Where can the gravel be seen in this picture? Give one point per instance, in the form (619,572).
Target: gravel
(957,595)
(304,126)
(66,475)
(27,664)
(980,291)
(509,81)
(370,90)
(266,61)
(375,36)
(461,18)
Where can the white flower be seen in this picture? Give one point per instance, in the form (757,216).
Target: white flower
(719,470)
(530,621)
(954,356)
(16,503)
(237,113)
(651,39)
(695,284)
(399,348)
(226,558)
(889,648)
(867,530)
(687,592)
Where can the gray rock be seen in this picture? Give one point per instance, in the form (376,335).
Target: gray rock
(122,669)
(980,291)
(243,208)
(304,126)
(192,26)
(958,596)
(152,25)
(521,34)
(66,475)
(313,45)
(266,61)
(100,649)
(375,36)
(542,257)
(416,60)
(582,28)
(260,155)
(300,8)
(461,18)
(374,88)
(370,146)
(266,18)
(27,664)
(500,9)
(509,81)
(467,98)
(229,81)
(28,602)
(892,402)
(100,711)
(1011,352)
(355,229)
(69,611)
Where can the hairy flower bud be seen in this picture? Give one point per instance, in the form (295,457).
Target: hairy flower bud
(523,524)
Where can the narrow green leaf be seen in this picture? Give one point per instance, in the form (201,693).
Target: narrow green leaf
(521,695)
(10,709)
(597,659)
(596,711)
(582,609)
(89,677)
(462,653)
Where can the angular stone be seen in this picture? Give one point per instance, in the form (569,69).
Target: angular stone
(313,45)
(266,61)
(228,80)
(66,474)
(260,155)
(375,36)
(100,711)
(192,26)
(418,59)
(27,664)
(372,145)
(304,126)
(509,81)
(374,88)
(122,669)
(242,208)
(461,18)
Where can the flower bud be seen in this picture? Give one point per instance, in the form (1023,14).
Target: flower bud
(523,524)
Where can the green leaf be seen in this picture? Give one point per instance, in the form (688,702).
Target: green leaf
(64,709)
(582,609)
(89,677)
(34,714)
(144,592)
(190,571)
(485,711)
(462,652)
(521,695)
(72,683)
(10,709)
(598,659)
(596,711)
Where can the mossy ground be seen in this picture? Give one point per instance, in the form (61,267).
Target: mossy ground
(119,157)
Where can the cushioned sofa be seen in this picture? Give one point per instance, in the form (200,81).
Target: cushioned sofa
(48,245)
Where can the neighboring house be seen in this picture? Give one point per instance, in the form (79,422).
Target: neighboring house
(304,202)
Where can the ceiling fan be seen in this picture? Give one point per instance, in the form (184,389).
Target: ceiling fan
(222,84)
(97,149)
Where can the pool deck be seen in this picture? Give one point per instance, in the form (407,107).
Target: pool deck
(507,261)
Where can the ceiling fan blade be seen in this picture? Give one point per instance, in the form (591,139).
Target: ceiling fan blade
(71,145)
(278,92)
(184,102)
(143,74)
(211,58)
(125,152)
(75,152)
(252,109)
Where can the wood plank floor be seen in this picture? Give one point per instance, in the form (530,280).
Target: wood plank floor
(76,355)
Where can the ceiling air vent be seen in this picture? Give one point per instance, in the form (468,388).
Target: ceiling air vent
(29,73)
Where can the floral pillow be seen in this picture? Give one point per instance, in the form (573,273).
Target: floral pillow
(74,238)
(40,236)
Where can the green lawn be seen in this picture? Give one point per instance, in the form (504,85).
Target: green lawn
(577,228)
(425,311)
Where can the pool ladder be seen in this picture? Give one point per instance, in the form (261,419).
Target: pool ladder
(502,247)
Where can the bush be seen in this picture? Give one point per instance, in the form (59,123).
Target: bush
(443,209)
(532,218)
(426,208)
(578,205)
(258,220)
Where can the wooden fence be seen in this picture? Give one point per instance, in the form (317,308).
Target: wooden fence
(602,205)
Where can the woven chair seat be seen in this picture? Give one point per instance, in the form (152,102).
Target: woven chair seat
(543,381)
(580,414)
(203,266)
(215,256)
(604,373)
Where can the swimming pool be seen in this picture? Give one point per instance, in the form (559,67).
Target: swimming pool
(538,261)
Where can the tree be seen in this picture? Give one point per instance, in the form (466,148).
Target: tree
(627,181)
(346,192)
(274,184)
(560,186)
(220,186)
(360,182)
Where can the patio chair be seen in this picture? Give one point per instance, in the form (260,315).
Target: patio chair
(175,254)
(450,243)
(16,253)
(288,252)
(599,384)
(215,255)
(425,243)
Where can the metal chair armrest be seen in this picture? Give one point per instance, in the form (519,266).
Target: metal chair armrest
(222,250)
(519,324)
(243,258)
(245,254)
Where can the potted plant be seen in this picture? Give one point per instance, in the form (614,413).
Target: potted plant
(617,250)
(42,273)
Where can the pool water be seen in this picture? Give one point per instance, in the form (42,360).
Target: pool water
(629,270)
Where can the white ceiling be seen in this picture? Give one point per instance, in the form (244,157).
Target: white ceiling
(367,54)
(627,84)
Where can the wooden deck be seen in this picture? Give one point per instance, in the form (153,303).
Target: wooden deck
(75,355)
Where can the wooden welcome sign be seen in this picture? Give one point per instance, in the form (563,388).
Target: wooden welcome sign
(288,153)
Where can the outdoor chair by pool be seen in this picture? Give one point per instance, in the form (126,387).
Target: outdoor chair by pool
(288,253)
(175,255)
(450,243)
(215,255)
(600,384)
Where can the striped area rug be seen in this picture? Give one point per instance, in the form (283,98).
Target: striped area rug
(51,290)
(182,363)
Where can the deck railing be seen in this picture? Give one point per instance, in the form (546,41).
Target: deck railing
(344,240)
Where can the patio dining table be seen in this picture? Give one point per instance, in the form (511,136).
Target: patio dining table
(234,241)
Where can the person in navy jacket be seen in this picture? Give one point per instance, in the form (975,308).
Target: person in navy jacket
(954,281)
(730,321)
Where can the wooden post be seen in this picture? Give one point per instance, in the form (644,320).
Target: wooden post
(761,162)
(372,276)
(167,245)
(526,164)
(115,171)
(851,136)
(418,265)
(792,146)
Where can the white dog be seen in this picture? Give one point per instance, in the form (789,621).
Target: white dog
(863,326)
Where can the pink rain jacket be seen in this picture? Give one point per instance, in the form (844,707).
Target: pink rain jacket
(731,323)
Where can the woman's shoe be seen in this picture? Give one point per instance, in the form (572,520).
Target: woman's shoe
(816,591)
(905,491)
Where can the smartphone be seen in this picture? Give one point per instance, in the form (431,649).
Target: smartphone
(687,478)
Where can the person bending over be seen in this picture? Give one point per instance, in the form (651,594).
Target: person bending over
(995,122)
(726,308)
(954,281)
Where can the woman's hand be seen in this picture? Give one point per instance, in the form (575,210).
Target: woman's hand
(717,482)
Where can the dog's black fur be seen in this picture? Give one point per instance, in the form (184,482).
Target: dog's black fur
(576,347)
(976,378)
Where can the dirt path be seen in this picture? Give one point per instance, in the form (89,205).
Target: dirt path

• [EXERCISE DETAILS]:
Set down every record above exactly as given.

• [RESULT OF THIS TASK]:
Where can the gravel be seen in this picture? Give one point per instance, in the form (619,572).
Target: gravel
(957,595)
(304,126)
(66,475)
(27,664)
(980,291)
(509,81)
(370,90)
(266,61)
(375,36)
(461,18)
Where can the white flower be seen in this picture? Give one point per instance, in the form (757,216).
Target: white flower
(719,470)
(530,621)
(954,356)
(16,503)
(237,113)
(651,39)
(695,284)
(399,348)
(226,558)
(889,648)
(867,530)
(687,592)
Where can the gray rock be seen in this picture? Give one point per instance, in the form (376,335).
Target: gray rock
(122,669)
(980,291)
(243,208)
(304,126)
(192,26)
(958,596)
(152,25)
(521,34)
(66,475)
(313,45)
(266,61)
(100,649)
(375,36)
(542,257)
(416,60)
(582,28)
(260,155)
(300,8)
(461,18)
(374,88)
(370,146)
(266,18)
(27,664)
(500,9)
(509,81)
(467,98)
(229,81)
(28,602)
(892,402)
(100,711)
(1011,352)
(355,229)
(69,611)
Where can the hairy flower bud be seen in this picture? Give one point per instance, in the form (295,457).
Target: hairy flower bud
(523,524)
Where can the narrow green leaf be seen in this picture? Give one point per instance, in the form (201,693).
Target: narrow green leaf
(521,695)
(10,709)
(597,659)
(596,711)
(582,609)
(89,677)
(462,653)
Where can the angular stone be seen in this picture? Give one point per instance, in the form (569,69).
Target: angular stone
(313,45)
(266,61)
(228,80)
(66,474)
(260,155)
(375,36)
(100,711)
(192,26)
(418,59)
(27,664)
(372,145)
(304,126)
(509,81)
(374,88)
(122,669)
(242,208)
(461,18)
Where can the flower bud be seen in this picture? Give one point per instance, in the form (1023,14).
Target: flower bud
(523,524)
Where can the green leaf be seen in this picture? Give one point per instance, in the form (688,702).
Target: green leaf
(64,709)
(582,609)
(89,677)
(34,714)
(144,592)
(190,571)
(485,711)
(462,652)
(521,695)
(72,683)
(10,709)
(598,659)
(596,711)
Where can the mossy ground be seen in this picture? Give one point per instance, in the form (61,267).
Target: mossy ground
(119,157)
Where can the cushioned sofa be seen in this picture? Give one point per instance, in the form (200,81).
Target: cushioned sofa
(48,245)
Where can the neighboring house be seen in this picture? Give one point per instance, in the form (79,422).
Target: neighboring house
(304,202)
Where can the ceiling fan be seen in this picture? Give one point per instance, in the form (184,389).
Target: ceiling fan
(222,84)
(97,149)
Where can the pool deck be seen in this picture? Give one point per instance, in the form (407,107).
Target: pool deck
(507,261)
Where can the ceiling fan blade be seen in this picture? Give one point per instance, in the form (591,139).
Target: ceiling fan blade
(71,145)
(278,92)
(184,102)
(143,74)
(211,58)
(125,152)
(75,152)
(252,109)
Where can the wood plank floor be seen in this picture? Give one point per instance, in the form (530,280).
Target: wood plank floor
(76,355)
Where can the ceiling air vent be seen in this picture? Give one point per instance, in the form (468,388).
Target: ceiling air vent
(29,73)
Where can the floral pillow be seen in this picture? Give one point per instance, in the form (573,273).
Target: floral pillow
(74,238)
(40,236)
Where can the green lawn be seen in this picture? Give one point per instance, in the form (504,85).
Target: green lawn
(577,228)
(425,311)
Where can the pool ladder be seen in this picture? Give one point per instance, in the form (261,419).
Target: pool ladder
(502,247)
Where can the bush be seen in this picture? Give one point per instance, in the form (59,123).
Target: bush
(443,209)
(532,218)
(426,208)
(578,205)
(258,220)
Where can the wooden fence be seen in this picture? Give one point per instance, in the form (317,308).
Target: wooden fence
(602,205)
Where can the woven chair seat be seen in this picture? Give one point per instance, in the form (152,102).
Target: woven chair seat
(543,381)
(580,414)
(203,266)
(215,256)
(604,373)
Where can the swimming pool be seen in this picture? Give one point per instance, in the form (559,67).
Target: swimming pool
(538,261)
Where can the tree be seen in this picture? Give one point per instance, in the form (466,148).
Target: tree
(627,181)
(346,192)
(274,184)
(560,186)
(220,186)
(360,182)
Where can the patio chair be seen in this picture? Give one point per instance, in the form (260,315).
Target: patio chair
(175,254)
(450,243)
(16,253)
(288,252)
(599,384)
(215,255)
(425,243)
Where can the metal chair armrest be seen in this picture? Give one point per instance, in the form (519,266).
Target: metal chair armrest
(222,250)
(519,324)
(243,258)
(245,254)
Where can the potted plant be seen in this picture? Give one point per instance, in the form (614,413).
Target: potted plant
(617,250)
(42,273)
Where can the pool water be seen in this picture? Give one point per instance, in the form (42,360).
Target: pool water
(629,270)
Where can the white ceiling be seen in this picture? Give one point per instance, in the form (244,157).
Target: white ceiling
(367,54)
(627,84)
Where can the wooden deck be seen in this picture? Give one point per instance, in the form (153,303).
Target: wooden deck
(75,355)
Where can the wooden welcome sign be seen in this picture? Give one point per instance, in the form (563,388).
Target: wooden welcome sign
(288,153)
Where can the outdoor chair by pool be seen in this picture? Give one point per instance, in the form (126,387).
Target: outdoor chair by pool
(288,253)
(175,255)
(450,243)
(215,255)
(600,384)
Where can the striped area rug be seen in this picture? Give one point per instance, in the form (283,98).
Target: striped area rug
(51,290)
(182,363)
Where can the deck railing be seen in this picture? Give one point per instance, in the form (546,41).
Target: deck railing
(344,240)
Where can the patio dining table be seen in this picture? Give one point per instance, in the form (511,136).
Target: patio dining table
(234,241)
Where can the person in navy jacket be seen in this picture? Give one point per instance, in the form (975,308).
Target: person in navy jacket
(954,281)
(730,321)
Where can the wooden post be seen in this picture? Give one point per instance, in the form (644,320).
Target: wooden post
(761,162)
(372,276)
(167,245)
(526,164)
(115,171)
(851,136)
(418,265)
(792,146)
Where can the white dog be seen in this picture? Give one point per instance, in the form (789,621).
Target: white dog
(863,326)
Where can the pink rain jacket be seen in this picture? Give one point per instance, in the form (844,707).
Target: pink rain jacket
(731,323)
Where can the woman's shoe be seen in this picture? Give one point per instance, in the form (572,520).
Target: woman's shoe
(816,591)
(905,491)
Where can the smartphone be seen in this picture? Give one point per instance, in the form (431,649).
Target: smartphone
(687,478)
Where can the person bending over be seen in this picture? Give one point per instance, in the form (651,594).
Target: person bending over
(995,122)
(726,308)
(954,281)
Where can the woman's hand be seen in this picture? Give one point per instance, in the form (575,210).
Target: woman's hand
(717,482)
Where can the dog's black fur be seen in this picture? Give one point per instance, in the form (184,482).
Target: dog's black fur
(576,347)
(976,378)
Where can the dirt path be seen in this picture? Give one point per instance, in the form (89,205).
Target: dirt path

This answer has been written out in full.